* **ページ抜粋**
16歳の社長、クラウドファンドで学生の起業支援-投資で社会に還元を
10月10日(ブルームバーグ):三上洋一郎さんは15歳の時に、インターネットで事業資金を募る学生向けクラウドファンディング会社GNEXを起業した。尊敬するソフトバンクの孫正義社長と同様に高校1年の終了と同時に自主退学。現在16歳で社長業を務めている。
今は投資資金がないため、投資家と起業家をつなぐ仕事をしているが、将来の夢はプロの投資家。海外で買収を続ける孫氏を「会社、従業員、社会に価値を還元し、会社を育てている」と尊敬し、投資の魅力は「専門外の領域でも間接的に関わって、会社を大きくして社会にインパクトを与えられること」と話す。
父親の書棚に並んだ株式投資の本を読んだことをきっかけに、小学3年生の時に数万円で株を買い、数千円の利益を得た。それを元手に世界最大のクラウドファンディングサイト「キックスターター 」を通じて出資。ほかの学生達にも社会に触れる機会を提供したいと、学生向けクラウドファンディングに行きついた。
グローバル・アントレプレナーシップ・モニター(GEM)によると、2013年の起業の活発度を示す起業活動率(TEA)は、主要7カ国(G7)の間で、米国やカナダが10%を超えているのに対し、日本は3.7%と、イタリアの3.4%に次いで低い。起業家に対する評価や社会的な地位に対する評価も日本はG7のうち最低となっている。
その背景について、青山学院大学大学院の国際マネジメント研究科非常勤講師、熊平美香氏は「日本では親の多くは良い大学に行き、大企業に就職することが幸せな道と信じているため」と分析する。しかし、マクドナルドのようにネット環境の整った場所とパソコンさえあれば仕事ができる時代となり、「若者は自分の人生を生き始めている」と述べ、日本でも10代の起業家は増えていくとの見方を示した。
チノパンにシャツ同氏は午前9時までに朝食を済ませ、投資先の株価チャートをチェックしてから一日の仕事を始める。自社が運営するクラウドファンディング用サイト「ブリッジキャンプ」のスポンサーなどと商談の日は、ボタンダウンの半袖シャツにチノパンツ、肩掛けかばんといった出で立ちで電車を乗り継ぎ、企業に向かう。パソコンを持ち歩き、外出先でも仕事をする。

* **作業内容**
[1] 16歳の社長に関する記事について、次の問いに答えてください。
(a) 三上さんが小学3年生で株を買ったきっかけは何ですか。
(b) GEMによると、2013年の日本の起業活動率(TEA)は何%ですか。
(c) 三上さんの会社が運営するクラウドファンディング用サイトの名前は何ですか。
[2] 16歳の社長に関する記事の続きを、最後の文の後から書いてください。

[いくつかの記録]

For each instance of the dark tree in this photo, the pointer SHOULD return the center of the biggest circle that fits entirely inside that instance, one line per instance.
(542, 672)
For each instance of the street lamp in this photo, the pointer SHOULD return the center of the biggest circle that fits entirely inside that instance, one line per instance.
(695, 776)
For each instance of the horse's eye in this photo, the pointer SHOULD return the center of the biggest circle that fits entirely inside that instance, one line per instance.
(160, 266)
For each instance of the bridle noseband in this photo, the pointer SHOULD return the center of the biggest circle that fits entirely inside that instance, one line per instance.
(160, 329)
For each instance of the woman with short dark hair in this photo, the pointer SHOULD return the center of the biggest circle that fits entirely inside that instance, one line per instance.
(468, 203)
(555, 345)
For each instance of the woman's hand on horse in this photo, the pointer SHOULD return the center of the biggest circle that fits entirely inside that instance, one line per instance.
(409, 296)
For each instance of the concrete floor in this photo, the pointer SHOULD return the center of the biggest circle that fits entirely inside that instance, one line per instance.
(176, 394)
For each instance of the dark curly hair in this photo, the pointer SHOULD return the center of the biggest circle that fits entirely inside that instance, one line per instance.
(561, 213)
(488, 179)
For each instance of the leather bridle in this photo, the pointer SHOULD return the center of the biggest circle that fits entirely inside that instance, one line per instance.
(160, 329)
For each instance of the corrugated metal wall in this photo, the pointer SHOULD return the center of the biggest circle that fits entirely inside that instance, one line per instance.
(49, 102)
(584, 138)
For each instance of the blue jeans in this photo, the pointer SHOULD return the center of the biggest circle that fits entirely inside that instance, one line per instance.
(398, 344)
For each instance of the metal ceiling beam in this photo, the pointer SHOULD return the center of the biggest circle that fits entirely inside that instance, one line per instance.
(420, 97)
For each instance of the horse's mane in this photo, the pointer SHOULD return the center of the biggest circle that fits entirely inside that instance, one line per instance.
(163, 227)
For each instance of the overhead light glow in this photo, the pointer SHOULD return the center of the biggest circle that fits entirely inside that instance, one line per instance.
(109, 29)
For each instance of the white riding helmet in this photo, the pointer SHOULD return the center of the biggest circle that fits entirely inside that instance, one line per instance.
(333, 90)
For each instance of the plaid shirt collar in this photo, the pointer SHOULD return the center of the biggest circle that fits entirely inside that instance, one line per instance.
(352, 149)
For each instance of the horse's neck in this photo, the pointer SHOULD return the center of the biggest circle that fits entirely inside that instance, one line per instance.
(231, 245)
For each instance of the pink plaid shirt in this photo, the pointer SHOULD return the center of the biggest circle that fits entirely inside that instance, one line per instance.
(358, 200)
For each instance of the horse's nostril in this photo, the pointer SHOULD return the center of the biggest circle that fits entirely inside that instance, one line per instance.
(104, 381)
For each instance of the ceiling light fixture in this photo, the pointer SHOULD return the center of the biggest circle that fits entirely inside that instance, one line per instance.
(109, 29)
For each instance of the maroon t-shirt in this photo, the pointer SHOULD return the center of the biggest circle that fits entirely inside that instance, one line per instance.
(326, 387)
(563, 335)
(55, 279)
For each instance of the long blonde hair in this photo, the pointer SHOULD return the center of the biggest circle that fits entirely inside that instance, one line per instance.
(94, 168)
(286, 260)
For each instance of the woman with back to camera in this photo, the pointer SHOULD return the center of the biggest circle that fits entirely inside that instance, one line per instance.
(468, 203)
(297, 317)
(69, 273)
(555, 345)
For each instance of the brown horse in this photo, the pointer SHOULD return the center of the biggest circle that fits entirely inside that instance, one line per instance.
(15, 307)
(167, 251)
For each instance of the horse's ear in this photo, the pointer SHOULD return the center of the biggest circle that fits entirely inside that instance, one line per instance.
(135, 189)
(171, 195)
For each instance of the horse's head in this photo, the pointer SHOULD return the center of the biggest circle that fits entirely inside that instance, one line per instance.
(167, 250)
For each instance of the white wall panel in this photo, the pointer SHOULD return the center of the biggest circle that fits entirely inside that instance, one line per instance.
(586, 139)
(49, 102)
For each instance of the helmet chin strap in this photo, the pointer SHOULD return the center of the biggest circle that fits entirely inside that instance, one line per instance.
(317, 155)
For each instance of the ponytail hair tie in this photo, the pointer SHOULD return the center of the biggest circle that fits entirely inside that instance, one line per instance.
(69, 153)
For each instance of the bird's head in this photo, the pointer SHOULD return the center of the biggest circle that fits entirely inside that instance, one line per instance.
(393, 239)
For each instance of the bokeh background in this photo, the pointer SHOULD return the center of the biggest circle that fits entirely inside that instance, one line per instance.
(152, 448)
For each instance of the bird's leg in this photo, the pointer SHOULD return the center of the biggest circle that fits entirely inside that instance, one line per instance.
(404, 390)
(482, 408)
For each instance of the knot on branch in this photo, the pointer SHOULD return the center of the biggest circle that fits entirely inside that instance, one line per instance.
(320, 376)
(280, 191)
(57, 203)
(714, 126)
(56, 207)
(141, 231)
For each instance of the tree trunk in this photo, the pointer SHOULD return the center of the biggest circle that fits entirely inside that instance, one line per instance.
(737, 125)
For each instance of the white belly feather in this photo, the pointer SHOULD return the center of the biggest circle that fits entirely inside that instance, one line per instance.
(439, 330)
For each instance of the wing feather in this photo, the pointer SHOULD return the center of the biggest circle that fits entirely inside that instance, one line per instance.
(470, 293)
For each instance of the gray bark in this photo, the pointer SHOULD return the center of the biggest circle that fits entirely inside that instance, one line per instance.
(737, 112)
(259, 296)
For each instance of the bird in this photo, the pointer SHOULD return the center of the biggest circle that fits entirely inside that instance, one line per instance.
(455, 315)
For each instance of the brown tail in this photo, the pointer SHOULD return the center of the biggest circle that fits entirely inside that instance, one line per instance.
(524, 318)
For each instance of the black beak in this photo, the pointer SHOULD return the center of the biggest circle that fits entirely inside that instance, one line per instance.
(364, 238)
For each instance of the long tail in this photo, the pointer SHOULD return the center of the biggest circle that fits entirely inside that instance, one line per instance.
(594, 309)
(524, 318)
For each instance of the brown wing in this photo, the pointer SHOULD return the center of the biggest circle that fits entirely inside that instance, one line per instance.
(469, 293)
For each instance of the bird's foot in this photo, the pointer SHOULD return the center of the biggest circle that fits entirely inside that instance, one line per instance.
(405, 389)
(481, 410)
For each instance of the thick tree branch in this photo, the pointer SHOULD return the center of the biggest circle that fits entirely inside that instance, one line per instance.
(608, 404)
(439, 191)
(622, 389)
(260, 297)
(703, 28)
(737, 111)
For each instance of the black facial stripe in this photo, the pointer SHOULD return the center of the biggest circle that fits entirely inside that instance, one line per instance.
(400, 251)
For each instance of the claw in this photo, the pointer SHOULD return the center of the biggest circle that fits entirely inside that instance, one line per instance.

* **回答**
[1]
(a) 父親の書棚に並んだ株式投資の本を読んだことです。
(b) 3.7%です。
(c) 「ブリッジキャンプ」です。

[2]
同サイトでは、中・高・大学生がアプリ開発など自分のやりたいプロジェクトを掲載し、その資金数十万円を投資家から募集。現在は、学生同士が交流できるソーシャル・ネットワーク・サービスの開発などが掲載されている。資金のほかに、人材やモノ、活動スペースも募集可能だ。投資家は配当として完成品やグッズなどを受け取る。
事業提案者からの手数料は3%と少額で、リクルートホールディングスなどの企業から受け取る1社当たり月10万-30万円のスポンサー料が主な収入源。大学などとの連携で学生への起業家教育も計画し、学生からの立案を呼び込む。社員はツイッターなどで知り合った15-20歳の12人。全国に散らばっており、スカイプなどで連絡を取り合う。
親の反対三上氏は10年に受験して中高一貫の進学校に入学。1年経たたないうちに学校を辞めたいと思い始めた。全員が疑問を持つことなくトップ大学を目指す中、「自分の夢について考え、選択肢を増やす行動を取りたい」と考えるようになった。中2の4月には「自分たちのやりたいことを」と8人で学生団体を立ち上げ、同年夏に学生の起業支援イベントでサムライインキュベートから500万円の出資確約を得た。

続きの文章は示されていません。